__PASSAGE PROVIDED__:
━━━━━━━━━━━━━━━━━━━━

This is an in-depth established research front in the field of crop science. In agriculture, soil is the basic means of production, and is the foundation of crop growth. The support of fertilizers is required to improve soil fertility. Therefore, ensuring a stable supply of soil fertilizers and improving the efficiency of their use is the key to realizing sustainable agricultural development. In addition, improving the distribution of soil fertilizers, preventing environmental pollution and arable land degradation, and meeting the nutritional requirements of crops through rational fertilization are essential for achieving green agricultural development. The composition of soil should be thoroughly tested before applying a specific fertilization treatment. For highly fertile soils, ensuring high productivity and the efficient recycling of nutrients are important areas of research.

(9)  Mechanism of plant response to biotic and abiotic stress

This is a newly emerging research front in the field of agricultural resources science. The important research front diagram reveals two major areas of research: biotic and abiotic stress. Of these types, biotic stressors include insects (herbivory) and gray mold (fungus). The main research directions include defense-response, immune response, systemic acquired resistance, induced resistance and signal transduction. In the area of abiotic stress, the most commonly researched factors and fronts include drought, reactive oxygen species, high temperature, salt, oxidative stress and osmotic stress. The research involves content such as the role of abscisic, salicylic, and jasmonic acids in hormone signaling. It also includes major areas such as photosynthesis, stomatal conductance, and antioxidant enzyme systems. With respect to the methods employed, gene expression, transcription factors and transcriptional regulation remain the focus of this research. At the same time, modern “omics” fields, including transcriptomics and proteomics, are also important areas of research.

━━━━━━━━━━━━━━━━━━━━

__WHAT YOU WILL DO__:
**a.** Retype the passage on research fronts, starting with "This is an in-depth" and going on through "are important areas of research.".
**b.** In the passage on research fronts, which biotic stressors are named?
Set aside the material placed after this passage, since it has no role here.

__DATA TO EXAMINE__:
━━━━━━━━━━━━━━━━━━━━

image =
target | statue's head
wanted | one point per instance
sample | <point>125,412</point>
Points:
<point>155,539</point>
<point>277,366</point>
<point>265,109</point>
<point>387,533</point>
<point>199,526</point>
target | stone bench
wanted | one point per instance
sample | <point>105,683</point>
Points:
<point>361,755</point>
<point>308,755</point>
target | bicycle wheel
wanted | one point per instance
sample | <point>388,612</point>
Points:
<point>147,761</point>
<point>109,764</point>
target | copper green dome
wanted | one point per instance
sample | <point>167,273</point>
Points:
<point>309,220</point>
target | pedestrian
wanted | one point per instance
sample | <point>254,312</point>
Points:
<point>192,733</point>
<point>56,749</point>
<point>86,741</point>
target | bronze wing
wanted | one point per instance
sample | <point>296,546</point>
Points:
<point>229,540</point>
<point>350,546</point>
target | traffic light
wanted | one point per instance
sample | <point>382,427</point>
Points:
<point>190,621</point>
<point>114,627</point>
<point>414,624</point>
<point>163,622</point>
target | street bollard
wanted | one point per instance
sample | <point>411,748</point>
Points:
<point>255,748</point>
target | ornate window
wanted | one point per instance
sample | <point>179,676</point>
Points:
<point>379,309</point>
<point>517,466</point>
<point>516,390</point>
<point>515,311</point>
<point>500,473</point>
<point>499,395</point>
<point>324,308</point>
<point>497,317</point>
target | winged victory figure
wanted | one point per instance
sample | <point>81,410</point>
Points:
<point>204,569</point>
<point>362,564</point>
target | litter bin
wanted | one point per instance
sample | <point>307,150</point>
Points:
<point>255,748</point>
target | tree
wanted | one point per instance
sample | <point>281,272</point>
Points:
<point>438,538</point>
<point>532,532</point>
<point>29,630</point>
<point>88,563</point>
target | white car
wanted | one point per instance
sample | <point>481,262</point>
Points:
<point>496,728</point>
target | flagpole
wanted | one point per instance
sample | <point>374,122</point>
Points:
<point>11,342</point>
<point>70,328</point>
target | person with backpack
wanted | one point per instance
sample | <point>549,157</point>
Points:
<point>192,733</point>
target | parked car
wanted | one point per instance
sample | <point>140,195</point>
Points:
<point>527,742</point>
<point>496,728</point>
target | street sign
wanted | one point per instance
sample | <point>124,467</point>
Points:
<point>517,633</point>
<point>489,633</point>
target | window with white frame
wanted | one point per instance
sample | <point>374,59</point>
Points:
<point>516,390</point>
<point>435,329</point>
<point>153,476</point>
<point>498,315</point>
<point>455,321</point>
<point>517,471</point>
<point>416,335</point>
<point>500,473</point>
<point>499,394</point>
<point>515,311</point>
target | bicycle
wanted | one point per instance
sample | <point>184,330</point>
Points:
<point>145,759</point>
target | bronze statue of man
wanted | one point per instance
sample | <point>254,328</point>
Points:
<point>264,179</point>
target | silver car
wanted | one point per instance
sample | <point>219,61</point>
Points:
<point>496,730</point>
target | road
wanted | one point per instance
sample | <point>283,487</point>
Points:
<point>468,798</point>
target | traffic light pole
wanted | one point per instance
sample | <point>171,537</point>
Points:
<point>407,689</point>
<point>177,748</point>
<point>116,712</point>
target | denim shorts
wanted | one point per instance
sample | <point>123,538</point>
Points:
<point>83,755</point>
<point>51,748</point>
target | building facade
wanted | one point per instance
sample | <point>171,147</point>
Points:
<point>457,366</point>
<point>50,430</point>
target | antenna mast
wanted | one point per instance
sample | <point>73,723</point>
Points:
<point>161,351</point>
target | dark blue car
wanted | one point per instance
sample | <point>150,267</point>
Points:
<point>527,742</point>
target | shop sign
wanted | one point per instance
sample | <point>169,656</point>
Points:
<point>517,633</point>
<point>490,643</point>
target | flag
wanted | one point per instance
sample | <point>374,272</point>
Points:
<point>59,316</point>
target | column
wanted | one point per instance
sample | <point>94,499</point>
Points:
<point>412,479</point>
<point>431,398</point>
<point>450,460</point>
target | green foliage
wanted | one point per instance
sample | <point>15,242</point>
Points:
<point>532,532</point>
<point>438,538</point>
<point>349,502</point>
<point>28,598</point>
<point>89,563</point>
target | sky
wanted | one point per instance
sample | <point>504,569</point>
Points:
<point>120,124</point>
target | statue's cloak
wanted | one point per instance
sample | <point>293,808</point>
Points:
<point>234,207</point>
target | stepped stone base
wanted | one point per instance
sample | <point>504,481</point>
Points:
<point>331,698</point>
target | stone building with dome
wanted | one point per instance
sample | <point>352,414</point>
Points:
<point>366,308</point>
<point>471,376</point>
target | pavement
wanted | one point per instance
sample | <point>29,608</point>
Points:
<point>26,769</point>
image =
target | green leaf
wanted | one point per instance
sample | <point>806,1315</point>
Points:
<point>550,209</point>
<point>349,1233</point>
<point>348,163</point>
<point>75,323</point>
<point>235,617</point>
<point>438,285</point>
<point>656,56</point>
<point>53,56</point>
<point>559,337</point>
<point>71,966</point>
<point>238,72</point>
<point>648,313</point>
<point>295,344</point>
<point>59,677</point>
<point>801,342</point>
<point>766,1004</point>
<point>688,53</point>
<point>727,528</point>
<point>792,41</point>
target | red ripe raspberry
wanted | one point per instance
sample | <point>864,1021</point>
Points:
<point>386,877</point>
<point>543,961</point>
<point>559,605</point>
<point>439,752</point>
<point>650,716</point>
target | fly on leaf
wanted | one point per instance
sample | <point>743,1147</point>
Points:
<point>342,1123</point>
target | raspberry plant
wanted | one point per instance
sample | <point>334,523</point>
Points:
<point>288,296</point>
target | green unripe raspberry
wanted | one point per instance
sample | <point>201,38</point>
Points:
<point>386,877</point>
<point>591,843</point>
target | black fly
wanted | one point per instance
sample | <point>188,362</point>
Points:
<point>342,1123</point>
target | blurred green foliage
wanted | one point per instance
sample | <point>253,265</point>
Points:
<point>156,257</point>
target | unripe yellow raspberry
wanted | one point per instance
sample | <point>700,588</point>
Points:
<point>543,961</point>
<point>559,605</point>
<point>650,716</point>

━━━━━━━━━━━━━━━━━━━━

__OUTPUTS BY TASK__:
**a.**
This is an in-depth established research front in the field of crop science. In agriculture, soil is the basic means of production, and is the foundation of crop growth. The support of fertilizers is required to improve soil fertility. Therefore, ensuring a stable supply of soil fertilizers and improving the efficiency of their use is the key to realizing sustainable agricultural development. In addition, improving the distribution of soil fertilizers, preventing environmental pollution and arable land degradation, and meeting the nutritional requirements of crops through rational fertilization are essential for achieving green agricultural development. The composition of soil should be thoroughly tested before applying a specific fertilization treatment. For highly fertile soils, ensuring high productivity and the efficient recycling of nutrients are important areas of research.

**b.** Insects (herbivory) and gray mold (fungus).